*Problem*.
The records that follow are to be given again exactly.

*Source material*.
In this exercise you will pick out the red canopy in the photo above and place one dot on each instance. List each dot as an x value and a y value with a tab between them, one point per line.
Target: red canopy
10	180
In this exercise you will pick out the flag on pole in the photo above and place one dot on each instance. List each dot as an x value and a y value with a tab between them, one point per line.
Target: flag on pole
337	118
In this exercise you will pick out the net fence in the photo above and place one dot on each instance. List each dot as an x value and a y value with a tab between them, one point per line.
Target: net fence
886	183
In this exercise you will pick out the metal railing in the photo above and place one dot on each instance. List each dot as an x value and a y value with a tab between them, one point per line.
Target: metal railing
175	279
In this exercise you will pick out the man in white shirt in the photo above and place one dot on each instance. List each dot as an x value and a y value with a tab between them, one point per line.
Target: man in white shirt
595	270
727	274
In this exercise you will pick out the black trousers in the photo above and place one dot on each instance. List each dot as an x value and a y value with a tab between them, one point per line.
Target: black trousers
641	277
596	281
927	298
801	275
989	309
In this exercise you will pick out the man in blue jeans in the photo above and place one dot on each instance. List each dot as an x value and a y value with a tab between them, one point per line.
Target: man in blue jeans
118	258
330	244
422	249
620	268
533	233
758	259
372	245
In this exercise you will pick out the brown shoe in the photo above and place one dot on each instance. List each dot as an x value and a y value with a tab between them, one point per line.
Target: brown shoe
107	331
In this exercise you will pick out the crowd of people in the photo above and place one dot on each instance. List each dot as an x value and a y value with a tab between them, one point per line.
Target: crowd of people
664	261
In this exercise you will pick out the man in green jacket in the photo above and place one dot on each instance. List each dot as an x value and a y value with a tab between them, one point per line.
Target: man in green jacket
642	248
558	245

*Problem solution*.
In this exercise you will pick out the red canopy in the photo above and place one dot on each instance. List each dot as an x value and a y value with a tab between them, one point per line.
Target: red canopy
10	180
In this exercise you will pick out the flag on pole in the photo above and place one dot on each instance. List each dot as an x value and a y value with a tab between them, one point per line.
Target: flag on pole
337	118
In this exercise you will pick out the net fence in the photo above and place one dot on each instance. List each dot as an x value and a y value with a tab between them, one point per line.
Target: net fence
886	183
In this exercise you will pick out the metal railing in the photo above and place one dot on each instance. List each dot as an x value and a y value with a tab between them, one point per line.
Target: metal railing
175	279
In this exercise you will pick out the man in white shirt in the photo above and place one dot on each instance. List each dot as an x value and a y value with a tab between them, one point per line.
Target: man in white shirt
595	270
727	274
In this exercise you will pick out the black trousers in the photo above and place one dot on each instance. List each dot as an x value and a y value with a tab between them, one point per line.
Target: black trousers
641	277
596	281
927	298
801	275
989	309
In this exercise you will pick out the man in blue jeans in the photo above and place one dot on each instance. List each dot as an x value and a y value with a tab between them, one point per line.
Target: man in blue jeans
118	258
330	244
422	249
620	268
533	233
758	259
372	245
In this exercise you will pick out the brown shoe in the photo above and place one dot on each instance. List each dot as an x value and a y value with a tab between them, one point per line.
Target: brown shoe
107	331
In this exercise you will pick out the crowd of people in the photo above and place one dot on each instance. List each dot as an x value and a y value with a tab between them, one point per line.
Target: crowd of people
664	261
In this exercise you will pick out the man in green jacket in the photo above and place one dot on each instance. List each dot as an x value and a y value with a tab between them, one point per line.
Target: man in green jacket
642	248
558	245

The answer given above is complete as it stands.